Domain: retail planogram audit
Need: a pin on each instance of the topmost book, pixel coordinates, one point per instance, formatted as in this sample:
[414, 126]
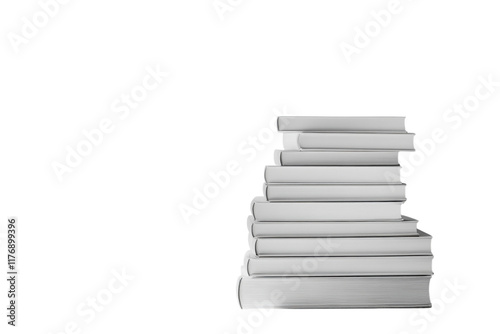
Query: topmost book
[341, 124]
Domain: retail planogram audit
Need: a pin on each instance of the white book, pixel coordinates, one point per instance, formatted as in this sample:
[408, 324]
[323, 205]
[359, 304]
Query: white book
[311, 192]
[349, 141]
[336, 158]
[338, 266]
[263, 210]
[334, 292]
[348, 246]
[285, 229]
[332, 174]
[339, 124]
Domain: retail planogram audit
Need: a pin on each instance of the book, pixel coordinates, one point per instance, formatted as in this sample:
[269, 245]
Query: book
[310, 192]
[334, 292]
[349, 141]
[345, 246]
[341, 124]
[404, 227]
[338, 266]
[332, 174]
[324, 211]
[335, 158]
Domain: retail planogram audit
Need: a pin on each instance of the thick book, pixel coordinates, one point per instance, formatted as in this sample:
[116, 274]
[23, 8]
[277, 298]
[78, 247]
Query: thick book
[346, 246]
[286, 229]
[336, 158]
[338, 266]
[341, 124]
[349, 141]
[334, 292]
[311, 192]
[324, 211]
[332, 174]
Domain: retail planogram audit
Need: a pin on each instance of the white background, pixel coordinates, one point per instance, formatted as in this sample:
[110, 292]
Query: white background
[120, 207]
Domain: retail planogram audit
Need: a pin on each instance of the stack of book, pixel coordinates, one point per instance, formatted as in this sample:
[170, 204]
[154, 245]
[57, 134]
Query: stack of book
[328, 232]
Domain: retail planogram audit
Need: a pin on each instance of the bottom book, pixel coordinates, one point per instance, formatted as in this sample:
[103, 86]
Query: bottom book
[334, 292]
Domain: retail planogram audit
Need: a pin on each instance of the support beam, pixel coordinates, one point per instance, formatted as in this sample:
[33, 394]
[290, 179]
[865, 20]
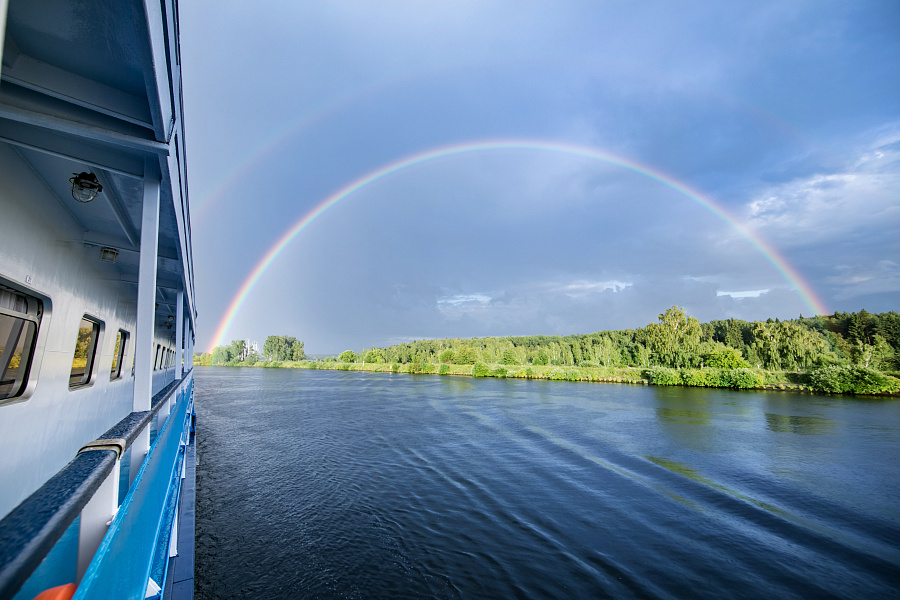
+ + + +
* [Your assignment]
Scan the data above and copy every line with "sample" in it.

* [Output for this task]
Need: a pin on each instance of the topmost book, pixel coordinates, one point per instance, formatted as in this sample:
Need: a pin on each instance of the white book, pixel coordinates, one point per instance, formatted as in this sample:
Need: a pin on each instance of the book, pixel coordinates, one point per instance, formatted as in this sample:
Need: a pin on each instance of the thick book, pixel coordinates, one point per instance, formatted as in this sample:
Need: a pin on each instance of the white background, pixel coordinates, one point per instance, formatted as in this sample:
Need: a pin on each instance of the stack of book, pixel coordinates, one point per instance, formatted as in this sample:
Need: a pin on each instance of the bottom book, pixel coordinates, one point per instance, formatted as in this sample:
Need: a pin on each instance of the support beam, pixel coordinates, one point per instance, formatted as in this sample:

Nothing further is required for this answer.